EXERCISE: Using the listing below, return every line that includes "stone".
---
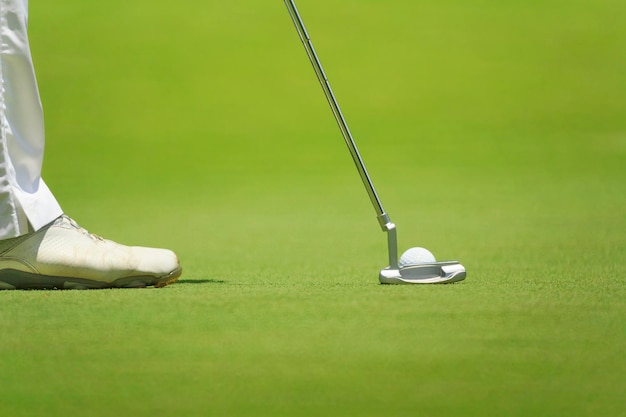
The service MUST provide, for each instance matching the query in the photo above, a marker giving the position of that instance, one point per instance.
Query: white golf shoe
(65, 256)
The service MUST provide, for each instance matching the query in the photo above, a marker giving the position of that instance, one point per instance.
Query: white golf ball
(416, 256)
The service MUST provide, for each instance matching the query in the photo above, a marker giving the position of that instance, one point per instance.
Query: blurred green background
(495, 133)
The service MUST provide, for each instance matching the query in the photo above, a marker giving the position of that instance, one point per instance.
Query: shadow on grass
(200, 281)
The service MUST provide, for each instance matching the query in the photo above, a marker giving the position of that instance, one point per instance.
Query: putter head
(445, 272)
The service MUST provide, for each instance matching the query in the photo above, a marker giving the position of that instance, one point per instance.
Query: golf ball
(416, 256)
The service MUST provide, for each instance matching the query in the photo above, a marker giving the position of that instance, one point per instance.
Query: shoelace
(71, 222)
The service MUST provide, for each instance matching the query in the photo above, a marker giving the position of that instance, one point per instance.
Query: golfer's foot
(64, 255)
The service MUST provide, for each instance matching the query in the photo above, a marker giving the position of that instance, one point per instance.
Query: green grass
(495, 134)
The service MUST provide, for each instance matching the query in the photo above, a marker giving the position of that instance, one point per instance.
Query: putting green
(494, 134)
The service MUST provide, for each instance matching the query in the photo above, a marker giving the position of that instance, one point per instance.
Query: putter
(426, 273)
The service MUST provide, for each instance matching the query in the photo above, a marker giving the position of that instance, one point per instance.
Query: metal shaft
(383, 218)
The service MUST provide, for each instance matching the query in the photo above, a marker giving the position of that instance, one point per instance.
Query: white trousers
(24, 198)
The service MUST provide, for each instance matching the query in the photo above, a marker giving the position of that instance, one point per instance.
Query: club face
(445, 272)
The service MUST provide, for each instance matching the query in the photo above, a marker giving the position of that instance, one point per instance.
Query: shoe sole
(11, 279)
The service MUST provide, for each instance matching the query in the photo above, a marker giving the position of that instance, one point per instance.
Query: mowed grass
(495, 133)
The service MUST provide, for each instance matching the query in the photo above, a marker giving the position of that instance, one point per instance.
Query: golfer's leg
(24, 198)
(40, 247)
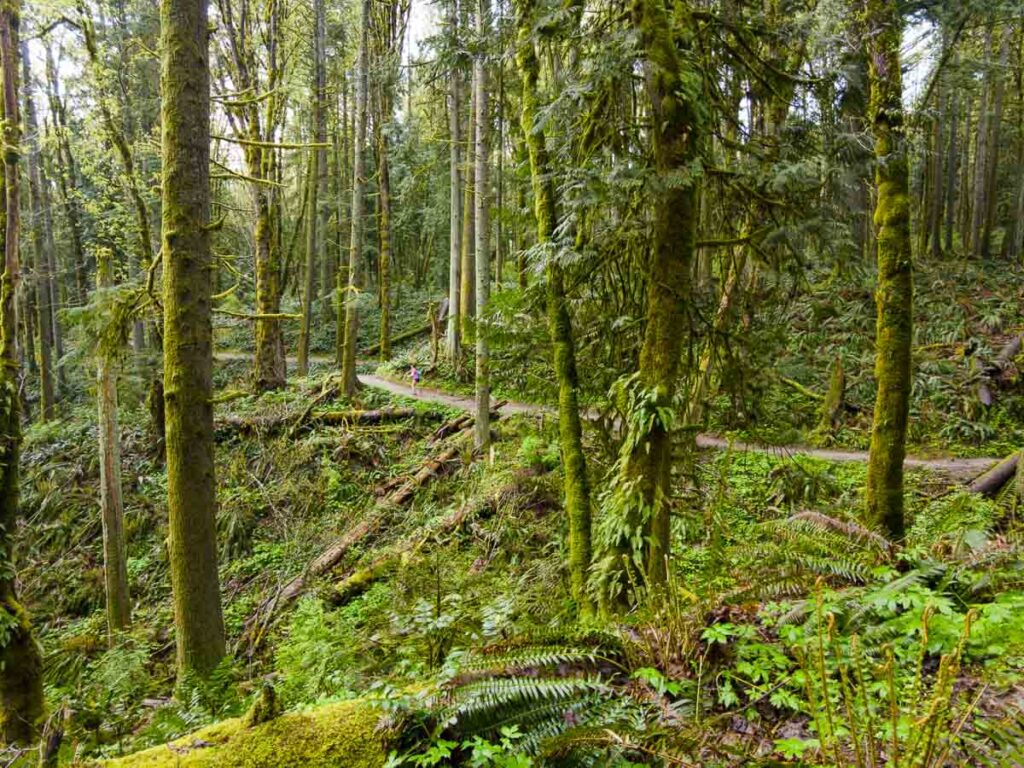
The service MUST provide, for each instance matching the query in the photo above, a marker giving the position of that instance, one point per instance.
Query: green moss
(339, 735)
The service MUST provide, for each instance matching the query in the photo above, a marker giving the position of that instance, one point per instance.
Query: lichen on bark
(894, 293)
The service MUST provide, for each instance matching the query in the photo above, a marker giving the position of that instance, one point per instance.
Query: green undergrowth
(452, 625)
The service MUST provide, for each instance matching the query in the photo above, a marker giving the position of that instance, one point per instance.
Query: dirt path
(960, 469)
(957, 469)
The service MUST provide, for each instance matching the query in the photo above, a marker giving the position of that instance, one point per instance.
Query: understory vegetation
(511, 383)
---
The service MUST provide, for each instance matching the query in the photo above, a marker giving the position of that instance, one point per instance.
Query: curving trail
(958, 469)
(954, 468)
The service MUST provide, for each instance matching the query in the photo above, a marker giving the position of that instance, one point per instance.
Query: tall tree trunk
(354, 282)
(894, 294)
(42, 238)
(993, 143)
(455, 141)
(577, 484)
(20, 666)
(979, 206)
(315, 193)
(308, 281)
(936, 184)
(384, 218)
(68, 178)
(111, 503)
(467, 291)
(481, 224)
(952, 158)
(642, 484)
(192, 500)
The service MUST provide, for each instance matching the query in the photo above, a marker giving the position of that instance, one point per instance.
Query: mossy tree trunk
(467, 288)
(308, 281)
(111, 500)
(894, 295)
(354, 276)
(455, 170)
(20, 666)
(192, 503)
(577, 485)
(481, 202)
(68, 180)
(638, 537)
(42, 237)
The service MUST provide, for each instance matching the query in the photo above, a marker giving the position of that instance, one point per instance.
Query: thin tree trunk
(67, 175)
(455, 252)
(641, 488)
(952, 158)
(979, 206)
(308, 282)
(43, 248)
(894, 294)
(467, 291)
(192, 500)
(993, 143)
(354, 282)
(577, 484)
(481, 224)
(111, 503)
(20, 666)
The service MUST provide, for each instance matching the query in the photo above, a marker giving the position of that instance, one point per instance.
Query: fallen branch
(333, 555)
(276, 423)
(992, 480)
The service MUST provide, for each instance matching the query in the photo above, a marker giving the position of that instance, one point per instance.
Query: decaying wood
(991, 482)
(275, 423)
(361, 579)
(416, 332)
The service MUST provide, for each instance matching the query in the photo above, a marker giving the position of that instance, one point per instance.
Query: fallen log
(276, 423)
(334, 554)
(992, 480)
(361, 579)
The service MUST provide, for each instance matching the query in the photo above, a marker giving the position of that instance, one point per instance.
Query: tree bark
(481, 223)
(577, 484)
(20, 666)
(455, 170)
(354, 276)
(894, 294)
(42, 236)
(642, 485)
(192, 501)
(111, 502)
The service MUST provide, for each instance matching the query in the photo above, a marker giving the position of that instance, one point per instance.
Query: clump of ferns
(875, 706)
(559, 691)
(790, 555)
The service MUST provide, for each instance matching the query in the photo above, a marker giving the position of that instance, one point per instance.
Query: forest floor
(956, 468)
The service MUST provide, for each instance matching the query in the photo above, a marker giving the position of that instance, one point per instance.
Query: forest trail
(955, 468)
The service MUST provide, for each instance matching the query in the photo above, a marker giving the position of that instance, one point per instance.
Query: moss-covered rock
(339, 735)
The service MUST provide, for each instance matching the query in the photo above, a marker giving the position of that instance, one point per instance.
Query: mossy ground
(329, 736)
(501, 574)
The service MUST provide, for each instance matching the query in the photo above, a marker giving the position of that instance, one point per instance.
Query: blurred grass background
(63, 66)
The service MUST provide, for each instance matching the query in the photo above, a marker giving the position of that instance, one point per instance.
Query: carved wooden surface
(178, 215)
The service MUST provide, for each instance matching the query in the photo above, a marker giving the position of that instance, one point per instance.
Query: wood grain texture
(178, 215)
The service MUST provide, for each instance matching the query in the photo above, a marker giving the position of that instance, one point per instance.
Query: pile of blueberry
---
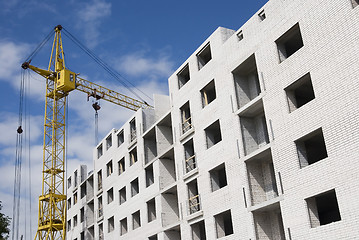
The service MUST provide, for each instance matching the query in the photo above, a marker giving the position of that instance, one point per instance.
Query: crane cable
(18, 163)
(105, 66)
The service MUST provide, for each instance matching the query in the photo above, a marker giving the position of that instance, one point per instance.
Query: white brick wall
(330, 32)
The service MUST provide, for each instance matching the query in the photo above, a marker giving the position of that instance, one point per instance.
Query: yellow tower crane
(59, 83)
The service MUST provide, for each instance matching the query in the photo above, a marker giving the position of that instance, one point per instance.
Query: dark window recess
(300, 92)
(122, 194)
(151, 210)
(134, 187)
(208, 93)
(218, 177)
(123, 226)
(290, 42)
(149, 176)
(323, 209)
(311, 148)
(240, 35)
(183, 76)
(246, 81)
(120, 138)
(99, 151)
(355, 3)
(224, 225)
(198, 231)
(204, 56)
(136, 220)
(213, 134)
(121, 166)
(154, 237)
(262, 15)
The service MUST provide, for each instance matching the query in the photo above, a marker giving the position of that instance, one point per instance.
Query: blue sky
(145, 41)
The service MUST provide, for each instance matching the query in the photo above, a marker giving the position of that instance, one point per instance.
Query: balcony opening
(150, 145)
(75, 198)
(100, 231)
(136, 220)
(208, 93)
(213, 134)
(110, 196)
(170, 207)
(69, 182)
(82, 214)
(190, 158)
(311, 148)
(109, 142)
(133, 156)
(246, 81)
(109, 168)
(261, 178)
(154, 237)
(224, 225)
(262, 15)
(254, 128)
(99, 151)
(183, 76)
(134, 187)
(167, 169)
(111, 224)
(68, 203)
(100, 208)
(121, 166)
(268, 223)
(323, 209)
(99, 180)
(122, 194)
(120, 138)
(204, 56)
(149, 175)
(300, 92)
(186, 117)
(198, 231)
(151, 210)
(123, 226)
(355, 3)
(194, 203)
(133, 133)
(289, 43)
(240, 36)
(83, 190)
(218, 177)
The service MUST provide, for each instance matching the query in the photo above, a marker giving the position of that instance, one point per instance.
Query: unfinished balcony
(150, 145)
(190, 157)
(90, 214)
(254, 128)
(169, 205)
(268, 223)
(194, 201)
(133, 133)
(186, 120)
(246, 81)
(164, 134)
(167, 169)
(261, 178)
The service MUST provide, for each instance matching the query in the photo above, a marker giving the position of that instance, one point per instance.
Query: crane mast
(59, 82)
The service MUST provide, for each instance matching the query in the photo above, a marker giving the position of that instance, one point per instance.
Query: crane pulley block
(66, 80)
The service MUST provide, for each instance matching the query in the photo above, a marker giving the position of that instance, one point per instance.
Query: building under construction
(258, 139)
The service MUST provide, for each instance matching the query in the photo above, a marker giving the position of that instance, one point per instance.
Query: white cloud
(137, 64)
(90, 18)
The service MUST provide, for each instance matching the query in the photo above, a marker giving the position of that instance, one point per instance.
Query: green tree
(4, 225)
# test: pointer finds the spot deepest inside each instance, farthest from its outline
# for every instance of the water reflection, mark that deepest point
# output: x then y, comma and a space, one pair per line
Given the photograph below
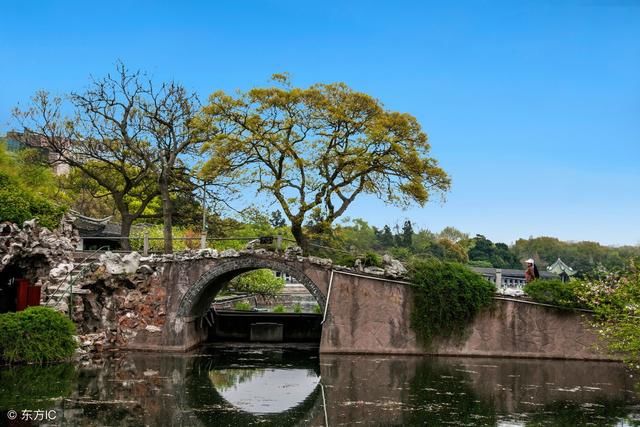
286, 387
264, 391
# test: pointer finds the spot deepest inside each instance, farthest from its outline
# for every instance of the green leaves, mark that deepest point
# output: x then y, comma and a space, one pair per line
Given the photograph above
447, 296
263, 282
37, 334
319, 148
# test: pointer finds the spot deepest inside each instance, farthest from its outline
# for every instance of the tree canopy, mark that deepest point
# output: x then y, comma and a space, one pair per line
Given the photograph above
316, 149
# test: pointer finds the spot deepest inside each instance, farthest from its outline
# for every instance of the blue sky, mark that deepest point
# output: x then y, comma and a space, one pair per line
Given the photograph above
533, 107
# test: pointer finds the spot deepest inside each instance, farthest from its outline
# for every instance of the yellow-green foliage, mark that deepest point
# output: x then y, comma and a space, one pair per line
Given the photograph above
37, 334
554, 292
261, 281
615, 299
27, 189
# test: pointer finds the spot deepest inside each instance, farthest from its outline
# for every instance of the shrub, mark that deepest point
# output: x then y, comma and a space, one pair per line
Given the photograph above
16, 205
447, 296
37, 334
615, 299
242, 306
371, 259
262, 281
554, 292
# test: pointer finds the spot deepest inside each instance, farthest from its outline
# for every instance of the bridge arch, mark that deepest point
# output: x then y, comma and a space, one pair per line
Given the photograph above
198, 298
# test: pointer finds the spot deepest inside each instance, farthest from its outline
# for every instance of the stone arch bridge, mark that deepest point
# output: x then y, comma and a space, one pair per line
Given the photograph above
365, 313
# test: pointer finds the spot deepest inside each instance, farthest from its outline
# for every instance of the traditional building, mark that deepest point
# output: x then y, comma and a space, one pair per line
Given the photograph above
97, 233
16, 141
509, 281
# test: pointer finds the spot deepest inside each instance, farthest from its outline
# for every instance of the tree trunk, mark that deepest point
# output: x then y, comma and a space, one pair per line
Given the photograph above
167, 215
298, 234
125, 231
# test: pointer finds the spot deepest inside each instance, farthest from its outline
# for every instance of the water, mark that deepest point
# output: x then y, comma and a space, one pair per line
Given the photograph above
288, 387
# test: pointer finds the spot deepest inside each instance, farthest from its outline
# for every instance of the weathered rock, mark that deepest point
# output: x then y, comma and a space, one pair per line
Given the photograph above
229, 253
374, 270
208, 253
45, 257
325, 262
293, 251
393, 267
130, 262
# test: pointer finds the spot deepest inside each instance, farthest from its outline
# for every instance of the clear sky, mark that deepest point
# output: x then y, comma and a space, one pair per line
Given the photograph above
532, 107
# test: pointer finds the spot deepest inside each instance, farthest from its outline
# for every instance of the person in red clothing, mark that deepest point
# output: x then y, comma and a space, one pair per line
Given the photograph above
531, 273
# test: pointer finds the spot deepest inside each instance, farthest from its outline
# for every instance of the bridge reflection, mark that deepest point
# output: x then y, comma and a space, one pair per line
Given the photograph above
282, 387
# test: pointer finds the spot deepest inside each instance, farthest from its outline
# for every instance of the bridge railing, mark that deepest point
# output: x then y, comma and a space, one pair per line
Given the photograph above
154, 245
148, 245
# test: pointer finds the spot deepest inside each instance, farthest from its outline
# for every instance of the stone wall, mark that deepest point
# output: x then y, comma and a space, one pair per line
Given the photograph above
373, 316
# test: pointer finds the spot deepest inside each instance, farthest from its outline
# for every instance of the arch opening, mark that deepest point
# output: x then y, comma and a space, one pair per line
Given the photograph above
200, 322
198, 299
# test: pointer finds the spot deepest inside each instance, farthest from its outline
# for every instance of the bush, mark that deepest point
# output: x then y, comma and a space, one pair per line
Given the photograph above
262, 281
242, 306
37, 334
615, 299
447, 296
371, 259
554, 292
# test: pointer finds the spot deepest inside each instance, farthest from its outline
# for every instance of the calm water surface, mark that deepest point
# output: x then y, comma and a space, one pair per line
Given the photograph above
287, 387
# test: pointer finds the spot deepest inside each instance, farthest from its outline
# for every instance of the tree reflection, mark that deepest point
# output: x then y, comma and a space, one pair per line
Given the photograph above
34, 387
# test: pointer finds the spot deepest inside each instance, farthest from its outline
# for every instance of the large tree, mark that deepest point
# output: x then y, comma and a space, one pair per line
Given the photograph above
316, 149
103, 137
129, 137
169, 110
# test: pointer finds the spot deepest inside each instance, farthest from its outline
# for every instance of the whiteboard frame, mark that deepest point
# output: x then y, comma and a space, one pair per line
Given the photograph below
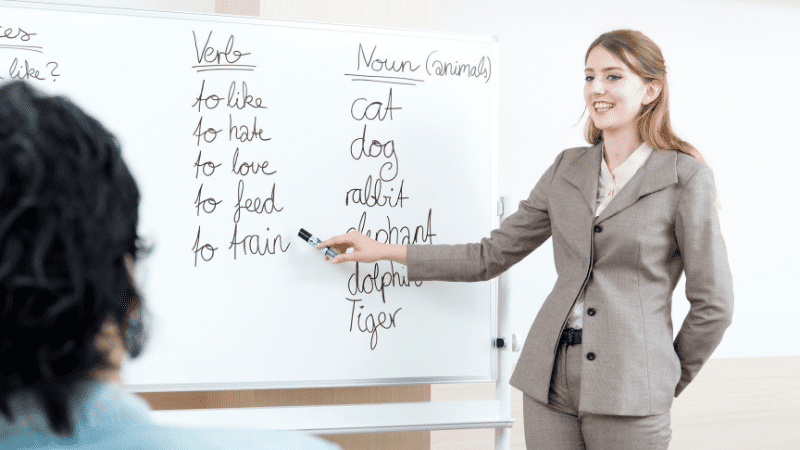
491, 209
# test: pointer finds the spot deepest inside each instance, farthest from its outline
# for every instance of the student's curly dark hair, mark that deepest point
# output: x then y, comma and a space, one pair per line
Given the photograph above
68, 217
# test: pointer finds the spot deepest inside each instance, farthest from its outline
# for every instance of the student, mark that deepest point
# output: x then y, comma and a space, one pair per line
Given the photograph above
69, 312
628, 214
---
FINISHED TASK:
# for every instance of the stone arch bridge, mark that deepest point
# for every instance of the stone wall, mark that deepest point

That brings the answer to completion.